# [EXERCISE BRIEF]
Copy the STRoGeNS dataset page below word for word, in full.

# [EXCERPT]
━━━━━━━━━━

Kazuya Nishimura, Kuniaki Saito, Tosho Hirasawa, Yoshitaka Ushiku
- Code to process STRoGeNS arXiv
- Code to process conference proceedings
- Code for comparisons
- Code for metrics evaluation
About dataset
Dataset | Pairs | Words | Words (Output) | Input Doc (Num) | #Para. |
---|---|---|---|---|---|
Multi-XScience | 40,528 | 778.1 | 116.4 | 4.4 | 1 |
S2ORC | 136,655 | 1067.4 | 148.7 | 5.0 | 1 |
Delve | 78,927 | 622.6 | 228.6 | 3.7 | 1 |
TAS2 | 117,700 | 1036.0 | 134.8 | 4.8 | 1 |
TAD | 218,255 | 1071.4 | 162.3 | 5.2 | 1 |
BigSurvey-MDS | 4,478 | 11,893.1 | 1,051.7 | 76.3 | 1 |
SciReviewGen | 10,130 | 11,734.4 | 7,193.8 | 68.1 | 1 |
STRoGeNS-arXiv22 (Ours) | 85,853 | 3,046.2 | 514.3 | 16.6 | 4.22 |
STRoGeNS-conf22 (Ours) | 15,079 | 3,669.1 | 508.5 | 20.4 | 4.27 |
STRoGeNS-conf23 (Ours) | 4,762 | 4,836.6 | 504.6 | 25.7 | 4.04 |
Data format
[
"title": "{title}",
"abstract": "{abst}",
"related_work": "{related work}",
"cited": {
"[1]": {
"title": "{ref_1:title}",
"abstract": "{ref_1:abst}",
},
...,
"[N]": {
"title": "{ref_N:title}",
"abstract": "{ref_N:abst}",
}
]
Comming soon
Requirements
-
NVIDIA Driver >= 535
-
LLAMA2 permittion
Please refer https://huggingface.co/meta-llama/Llama-2-7b
-
API KEY for semantic scholar
See https://www.semanticscholar.org/product/api#api-key for the details.

━━━━━━━━━━

# [DATA]
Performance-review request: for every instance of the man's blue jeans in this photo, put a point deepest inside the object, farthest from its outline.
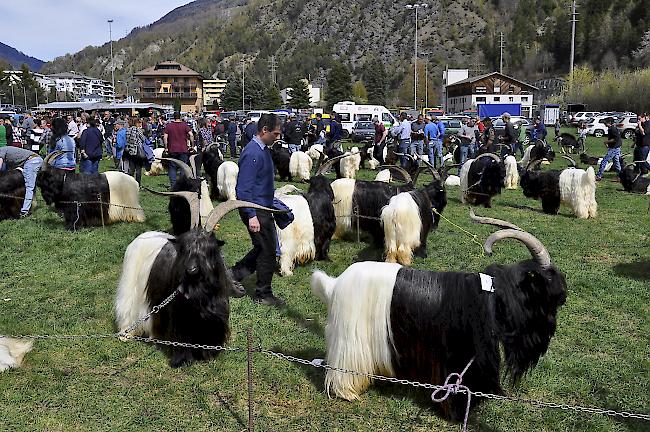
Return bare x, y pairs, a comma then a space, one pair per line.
30, 171
174, 167
614, 153
404, 147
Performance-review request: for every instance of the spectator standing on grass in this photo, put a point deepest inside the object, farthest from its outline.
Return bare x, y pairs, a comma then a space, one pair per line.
255, 183
90, 145
613, 143
178, 140
64, 143
30, 162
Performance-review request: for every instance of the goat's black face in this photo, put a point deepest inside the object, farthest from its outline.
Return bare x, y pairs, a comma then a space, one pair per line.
527, 301
197, 265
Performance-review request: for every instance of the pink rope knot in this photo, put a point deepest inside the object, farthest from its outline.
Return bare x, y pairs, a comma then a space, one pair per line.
450, 388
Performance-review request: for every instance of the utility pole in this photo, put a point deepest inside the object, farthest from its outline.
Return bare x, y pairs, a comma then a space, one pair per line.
110, 36
273, 70
501, 45
573, 39
416, 6
243, 100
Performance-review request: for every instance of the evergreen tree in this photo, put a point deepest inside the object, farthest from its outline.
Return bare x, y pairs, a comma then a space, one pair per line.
376, 82
272, 98
339, 84
299, 94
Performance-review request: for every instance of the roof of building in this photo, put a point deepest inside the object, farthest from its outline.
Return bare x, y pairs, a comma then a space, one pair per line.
480, 77
168, 68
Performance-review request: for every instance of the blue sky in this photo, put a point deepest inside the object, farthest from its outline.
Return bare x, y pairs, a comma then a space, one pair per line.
46, 29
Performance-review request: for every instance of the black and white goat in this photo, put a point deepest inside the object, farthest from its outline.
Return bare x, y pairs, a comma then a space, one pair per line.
573, 187
368, 198
408, 219
156, 264
481, 179
633, 181
120, 193
12, 184
422, 325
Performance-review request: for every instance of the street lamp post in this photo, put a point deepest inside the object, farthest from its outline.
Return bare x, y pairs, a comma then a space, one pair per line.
416, 6
110, 35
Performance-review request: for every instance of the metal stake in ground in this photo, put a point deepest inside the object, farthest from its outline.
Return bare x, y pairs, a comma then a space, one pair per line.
249, 337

━━━━━━━━━━

# [ANSWER]
Kazuya Nishimura, Kuniaki Saito, Tosho Hirasawa, Yoshitaka Ushiku
- Code to process STRoGeNS arXiv
- Code to process conference proceedings
- Code for comparisons
- Code for metrics evaluation
About dataset
Dataset | Pairs | Words | Words (Output) | Input Doc (Num) | #Para. |
---|---|---|---|---|---|
Multi-XScience | 40,528 | 778.1 | 116.4 | 4.4 | 1 |
S2ORC | 136,655 | 1067.4 | 148.7 | 5.0 | 1 |
Delve | 78,927 | 622.6 | 228.6 | 3.7 | 1 |
TAS2 | 117,700 | 1036.0 | 134.8 | 4.8 | 1 |
TAD | 218,255 | 1071.4 | 162.3 | 5.2 | 1 |
BigSurvey-MDS | 4,478 | 11,893.1 | 1,051.7 | 76.3 | 1 |
SciReviewGen | 10,130 | 11,734.4 | 7,193.8 | 68.1 | 1 |
STRoGeNS-arXiv22 (Ours) | 85,853 | 3,046.2 | 514.3 | 16.6 | 4.22 |
STRoGeNS-conf22 (Ours) | 15,079 | 3,669.1 | 508.5 | 20.4 | 4.27 |
STRoGeNS-conf23 (Ours) | 4,762 | 4,836.6 | 504.6 | 25.7 | 4.04 |
Data format
[
"title": "{title}",
"abstract": "{abst}",
"related_work": "{related work}",
"cited": {
"[1]": {
"title": "{ref_1:title}",
"abstract": "{ref_1:abst}",
},
...,
"[N]": {
"title": "{ref_N:title}",
"abstract": "{ref_N:abst}",
}
]
Comming soon
Requirements
-
NVIDIA Driver >= 535
-
LLAMA2 permittion
Please refer https://huggingface.co/meta-llama/Llama-2-7b
-
API KEY for semantic scholar
See https://www.semanticscholar.org/product/api#api-key for the details.